### [Instructions to follow]
Repeat the records below in their entirety, exactly.

Point-per-instance localization data:

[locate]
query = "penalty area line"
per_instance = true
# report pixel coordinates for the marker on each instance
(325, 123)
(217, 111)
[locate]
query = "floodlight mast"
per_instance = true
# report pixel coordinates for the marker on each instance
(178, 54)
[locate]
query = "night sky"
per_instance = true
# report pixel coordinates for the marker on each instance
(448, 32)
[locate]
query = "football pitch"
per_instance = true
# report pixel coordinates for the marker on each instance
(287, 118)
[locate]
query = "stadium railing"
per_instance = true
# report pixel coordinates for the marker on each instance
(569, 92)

### [Reply to the exercise]
[locate]
query = "penalty area line"
per_instance = true
# report pixel coordinates for the marker on each instance
(325, 123)
(217, 111)
[locate]
query = "floodlight mast"
per_instance = true
# report pixel coordinates for the marker on each instance
(178, 54)
[locate]
query = "night sky"
per_instance = true
# report pixel coordinates for the marker on each instance
(448, 32)
[locate]
query = "football pitch"
per_instance = true
# report pixel coordinates for the marker on each instance
(287, 118)
[locate]
query = "stadium railing"
per_instance = true
# report pixel coordinates for the marker on each instance
(569, 92)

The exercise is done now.